- WHAT TO PRODUCE -
The data below needs to be returned exactly, line for line.

- RECORDS FOR PROCESSING -
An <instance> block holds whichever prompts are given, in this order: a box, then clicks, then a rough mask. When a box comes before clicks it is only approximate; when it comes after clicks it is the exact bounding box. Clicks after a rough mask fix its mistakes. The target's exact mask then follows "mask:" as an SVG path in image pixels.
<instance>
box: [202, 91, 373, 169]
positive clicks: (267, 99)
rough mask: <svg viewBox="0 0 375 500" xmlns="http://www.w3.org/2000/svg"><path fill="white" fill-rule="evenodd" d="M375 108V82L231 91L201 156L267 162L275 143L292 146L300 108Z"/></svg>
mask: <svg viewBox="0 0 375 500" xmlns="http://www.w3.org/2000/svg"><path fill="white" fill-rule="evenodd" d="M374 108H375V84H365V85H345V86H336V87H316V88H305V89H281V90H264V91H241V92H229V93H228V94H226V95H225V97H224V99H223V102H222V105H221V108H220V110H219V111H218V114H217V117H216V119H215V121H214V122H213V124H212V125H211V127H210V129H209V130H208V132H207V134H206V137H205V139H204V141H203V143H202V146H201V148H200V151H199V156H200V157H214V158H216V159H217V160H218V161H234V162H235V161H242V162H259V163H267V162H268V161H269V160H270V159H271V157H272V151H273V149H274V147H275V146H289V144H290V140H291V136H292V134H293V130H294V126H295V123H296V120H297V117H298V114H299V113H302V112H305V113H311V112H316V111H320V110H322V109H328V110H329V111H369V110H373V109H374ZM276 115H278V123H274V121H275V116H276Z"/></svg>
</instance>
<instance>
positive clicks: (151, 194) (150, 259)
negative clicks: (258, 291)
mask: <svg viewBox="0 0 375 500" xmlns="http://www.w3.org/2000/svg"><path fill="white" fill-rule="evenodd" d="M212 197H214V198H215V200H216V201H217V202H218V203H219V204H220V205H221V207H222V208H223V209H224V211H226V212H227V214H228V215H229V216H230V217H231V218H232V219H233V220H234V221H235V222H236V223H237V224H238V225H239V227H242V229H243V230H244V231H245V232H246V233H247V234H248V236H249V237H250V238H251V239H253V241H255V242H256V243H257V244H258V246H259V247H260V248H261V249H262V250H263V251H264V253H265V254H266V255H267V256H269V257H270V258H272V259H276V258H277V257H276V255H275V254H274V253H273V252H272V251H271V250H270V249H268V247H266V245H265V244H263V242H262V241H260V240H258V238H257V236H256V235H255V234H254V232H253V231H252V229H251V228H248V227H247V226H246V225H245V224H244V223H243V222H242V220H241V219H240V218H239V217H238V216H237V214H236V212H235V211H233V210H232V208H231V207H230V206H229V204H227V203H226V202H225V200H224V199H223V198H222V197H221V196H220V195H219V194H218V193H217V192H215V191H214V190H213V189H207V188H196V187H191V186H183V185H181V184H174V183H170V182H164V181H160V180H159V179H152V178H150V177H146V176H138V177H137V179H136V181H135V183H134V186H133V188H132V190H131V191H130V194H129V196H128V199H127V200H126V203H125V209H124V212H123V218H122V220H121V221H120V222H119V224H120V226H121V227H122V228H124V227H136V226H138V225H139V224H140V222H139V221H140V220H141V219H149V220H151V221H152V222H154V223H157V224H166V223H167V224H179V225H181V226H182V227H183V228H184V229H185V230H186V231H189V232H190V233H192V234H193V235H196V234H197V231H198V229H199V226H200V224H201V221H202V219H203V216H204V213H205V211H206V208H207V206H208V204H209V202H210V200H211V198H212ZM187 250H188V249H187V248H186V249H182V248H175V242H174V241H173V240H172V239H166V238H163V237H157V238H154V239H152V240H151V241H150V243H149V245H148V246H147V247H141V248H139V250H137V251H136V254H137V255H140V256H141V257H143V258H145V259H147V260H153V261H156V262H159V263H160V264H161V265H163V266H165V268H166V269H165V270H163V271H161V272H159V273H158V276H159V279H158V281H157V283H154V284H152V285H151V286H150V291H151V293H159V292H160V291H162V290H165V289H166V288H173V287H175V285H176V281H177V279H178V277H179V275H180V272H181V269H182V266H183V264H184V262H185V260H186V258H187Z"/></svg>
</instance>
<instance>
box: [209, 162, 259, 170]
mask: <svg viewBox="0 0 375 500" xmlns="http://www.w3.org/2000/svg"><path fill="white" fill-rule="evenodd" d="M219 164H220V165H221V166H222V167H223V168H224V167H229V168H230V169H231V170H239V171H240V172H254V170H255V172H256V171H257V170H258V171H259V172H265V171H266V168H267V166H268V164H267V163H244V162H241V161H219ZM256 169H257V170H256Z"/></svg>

- TASK SOLUTION -
An <instance> block holds whichever prompts are given, in this order: a box, then clicks, then a rough mask. When a box comes before clicks it is only approximate; when it comes after clicks it is the exact bounding box. Clicks after a rough mask fix its mistakes. The target's exact mask then follows "mask:" as an SVG path in image pixels.
<instance>
box: [202, 91, 373, 169]
positive clicks: (267, 99)
rough mask: <svg viewBox="0 0 375 500" xmlns="http://www.w3.org/2000/svg"><path fill="white" fill-rule="evenodd" d="M375 108V82L231 91L201 156L267 162L275 143L292 146L300 108Z"/></svg>
mask: <svg viewBox="0 0 375 500" xmlns="http://www.w3.org/2000/svg"><path fill="white" fill-rule="evenodd" d="M374 108H375V84H365V85H345V86H336V87H316V88H305V89H281V90H264V91H241V92H229V93H228V94H226V95H225V97H224V99H223V102H222V105H221V108H220V110H219V111H218V114H217V117H216V119H215V121H214V122H213V124H212V125H211V127H210V129H209V130H208V132H207V134H206V137H205V139H204V141H203V143H202V146H201V148H200V151H199V156H200V157H214V158H216V159H217V160H218V161H234V162H235V161H242V162H259V163H267V162H268V161H269V160H270V159H271V157H272V151H273V149H274V147H275V146H289V144H290V140H291V136H292V134H293V130H294V126H295V123H296V120H297V117H298V114H299V113H302V112H305V113H311V112H316V111H320V110H322V109H328V110H329V111H369V110H373V109H374ZM276 115H278V123H274V121H275V116H276Z"/></svg>
</instance>
<instance>
positive clicks: (151, 194) (150, 259)
negative clicks: (258, 291)
mask: <svg viewBox="0 0 375 500" xmlns="http://www.w3.org/2000/svg"><path fill="white" fill-rule="evenodd" d="M212 197H214V198H215V200H216V201H217V202H218V203H219V204H220V205H221V207H222V208H223V209H224V211H226V212H227V214H228V215H229V216H230V217H231V218H232V219H233V220H234V221H235V222H236V223H237V224H238V225H239V227H242V229H243V230H244V231H245V232H246V233H247V234H248V236H249V237H250V238H251V239H253V241H255V242H256V243H257V244H258V246H259V247H260V248H261V249H262V250H263V251H264V253H265V254H266V255H267V256H269V257H270V258H272V259H276V258H277V257H276V255H275V254H274V253H273V252H272V251H271V250H270V249H268V247H266V245H265V244H263V242H262V241H260V240H258V238H257V236H256V235H255V234H254V232H253V231H252V229H251V228H248V227H247V226H246V225H245V224H244V223H243V222H242V220H241V219H240V218H239V217H238V216H237V214H236V212H235V211H233V210H232V208H231V207H230V206H229V204H227V203H226V202H225V200H224V199H223V198H222V197H221V196H220V195H219V194H218V193H217V192H215V191H214V190H213V189H207V188H196V187H191V186H183V185H181V184H174V183H170V182H164V181H160V180H159V179H152V178H150V177H146V176H138V177H137V179H136V181H135V183H134V186H133V188H132V190H131V191H130V194H129V196H128V199H127V200H126V203H125V209H124V212H123V218H122V220H121V221H120V222H119V224H120V226H121V227H122V228H124V227H136V226H138V225H139V224H140V222H139V221H140V220H141V219H149V220H151V221H152V222H154V223H157V224H166V223H167V224H179V225H181V226H182V227H183V228H184V229H185V230H186V231H189V232H190V233H192V234H193V235H196V234H197V231H198V229H199V226H200V224H201V221H202V219H203V216H204V213H205V211H206V208H207V206H208V204H209V202H210V200H211V198H212ZM187 250H188V249H187V248H186V249H182V248H175V242H174V241H173V240H172V239H166V238H163V237H157V238H154V239H152V240H151V241H150V243H149V245H148V246H147V247H141V248H139V250H137V251H136V254H137V255H140V256H141V257H143V258H145V259H147V260H153V261H156V262H159V263H160V264H161V265H163V266H165V268H166V269H165V270H163V271H161V272H159V273H158V276H159V279H158V281H157V283H154V284H152V285H151V286H150V291H151V293H159V292H160V291H162V290H165V289H166V288H173V287H175V285H176V281H177V279H178V277H179V275H180V272H181V269H182V266H183V264H184V262H185V260H186V258H187Z"/></svg>
</instance>
<instance>
box: [209, 162, 259, 170]
mask: <svg viewBox="0 0 375 500" xmlns="http://www.w3.org/2000/svg"><path fill="white" fill-rule="evenodd" d="M219 164H220V165H221V166H222V167H223V168H224V167H229V168H230V169H231V170H239V171H240V172H254V170H255V172H256V171H257V170H258V171H259V172H265V171H266V168H267V166H268V164H267V163H244V162H241V161H219ZM256 169H257V170H256Z"/></svg>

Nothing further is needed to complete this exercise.